Top of Records shown

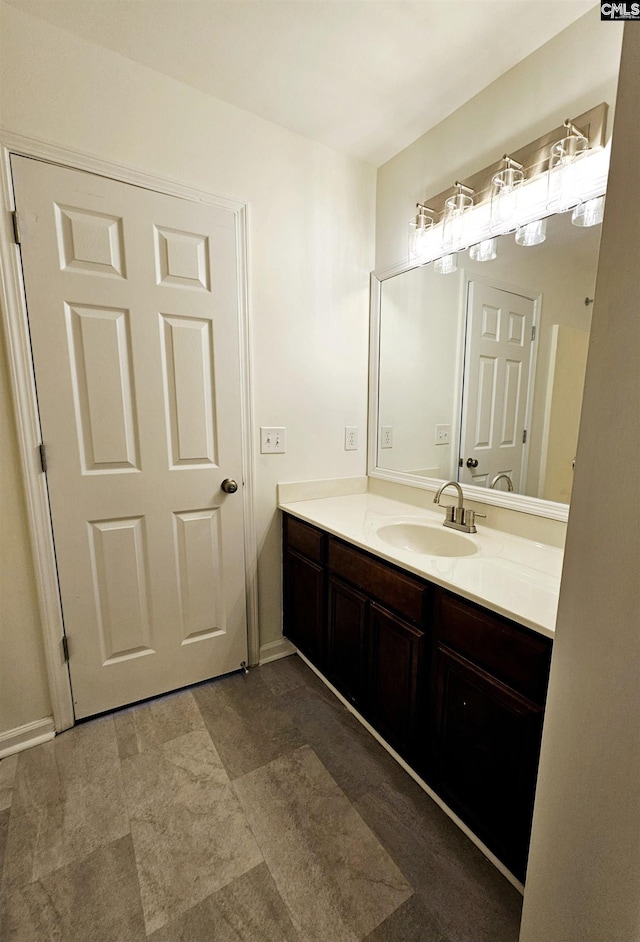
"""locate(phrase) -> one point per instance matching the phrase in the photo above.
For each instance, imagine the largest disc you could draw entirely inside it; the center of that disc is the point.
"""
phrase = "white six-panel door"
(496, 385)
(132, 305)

Bottom of Records shown
Top of Records shown

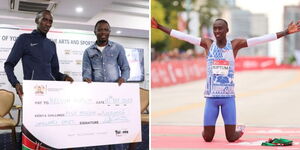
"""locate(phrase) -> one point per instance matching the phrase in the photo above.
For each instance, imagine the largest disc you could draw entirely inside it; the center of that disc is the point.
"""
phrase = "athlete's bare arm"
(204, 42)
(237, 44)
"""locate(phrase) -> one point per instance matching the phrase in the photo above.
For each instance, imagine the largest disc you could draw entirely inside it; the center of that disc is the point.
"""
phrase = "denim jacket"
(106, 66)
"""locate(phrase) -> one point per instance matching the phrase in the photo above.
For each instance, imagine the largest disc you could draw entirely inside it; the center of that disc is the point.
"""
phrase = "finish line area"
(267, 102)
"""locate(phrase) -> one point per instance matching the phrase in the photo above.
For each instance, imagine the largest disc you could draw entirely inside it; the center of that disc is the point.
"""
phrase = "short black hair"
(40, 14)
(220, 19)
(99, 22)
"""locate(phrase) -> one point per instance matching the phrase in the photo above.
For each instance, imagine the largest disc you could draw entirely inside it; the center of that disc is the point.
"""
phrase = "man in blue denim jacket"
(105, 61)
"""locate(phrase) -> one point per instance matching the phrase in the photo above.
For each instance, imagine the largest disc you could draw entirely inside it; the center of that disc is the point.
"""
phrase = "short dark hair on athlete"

Bottom of Records shown
Top of Records shown

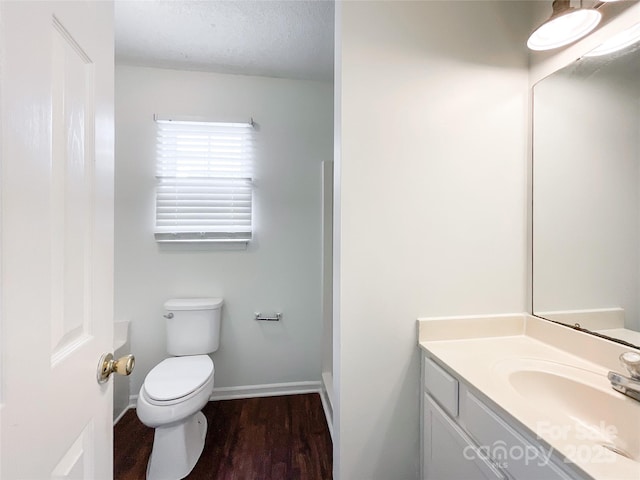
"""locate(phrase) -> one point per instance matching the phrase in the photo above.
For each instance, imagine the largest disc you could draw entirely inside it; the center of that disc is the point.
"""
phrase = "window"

Bottom of Records shown

> _Work to be completed_
What is asked for is an exact copy of the lines above from the one containing "in blue denim" through the one containing "dark hair on", and only those.

> _Result for this task_
phrase = "man in blue denim jacket"
(105, 61)
"""locate(phrase) -> one point per instance matching the phrase in the photo above.
For each instance, imagine the largest disc you could draw entirely inside it; the center of that disc is the point.
"""
phrase = "short dark hair on athlete"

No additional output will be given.